> **WORK ITEM**
Identify all lines below that hold "black" and collect them.

> **RECORDS PROVIDED**
------

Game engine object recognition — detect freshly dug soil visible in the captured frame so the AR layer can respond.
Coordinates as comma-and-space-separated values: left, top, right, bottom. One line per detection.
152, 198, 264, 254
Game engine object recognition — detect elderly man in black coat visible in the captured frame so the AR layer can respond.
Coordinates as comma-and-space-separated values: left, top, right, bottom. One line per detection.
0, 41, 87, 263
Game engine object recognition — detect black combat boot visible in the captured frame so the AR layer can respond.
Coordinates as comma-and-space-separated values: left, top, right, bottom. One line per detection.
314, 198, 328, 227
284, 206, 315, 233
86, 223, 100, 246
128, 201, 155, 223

------

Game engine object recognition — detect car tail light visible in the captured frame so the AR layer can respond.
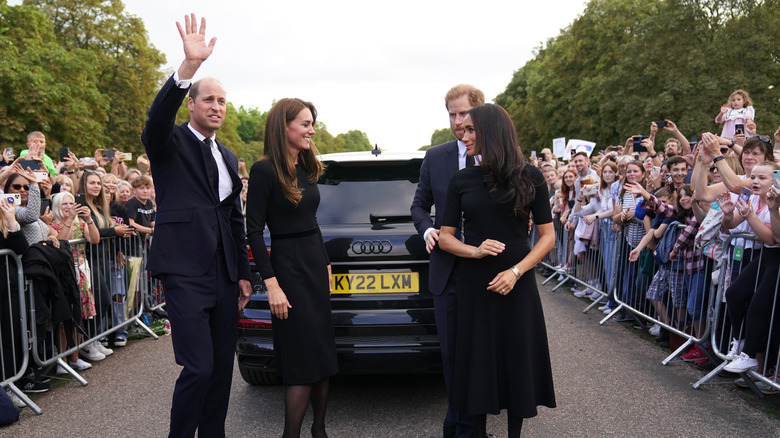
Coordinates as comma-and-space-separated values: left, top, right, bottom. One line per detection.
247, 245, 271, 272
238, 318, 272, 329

------

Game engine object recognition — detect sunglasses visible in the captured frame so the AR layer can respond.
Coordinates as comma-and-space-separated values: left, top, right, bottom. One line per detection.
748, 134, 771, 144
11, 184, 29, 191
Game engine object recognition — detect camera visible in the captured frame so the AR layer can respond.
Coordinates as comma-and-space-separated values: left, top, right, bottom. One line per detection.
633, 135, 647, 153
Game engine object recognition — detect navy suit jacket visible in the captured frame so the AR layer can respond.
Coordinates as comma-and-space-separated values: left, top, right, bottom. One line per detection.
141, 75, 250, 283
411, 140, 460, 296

------

> **OUTPUT BELOW**
Game engine object recognition — detect elderly man in black coat visible in the captured frame so the AR layer can respond.
Game engine object recognition — detect black combat boot visible in the captured frame so the AR layer can respond.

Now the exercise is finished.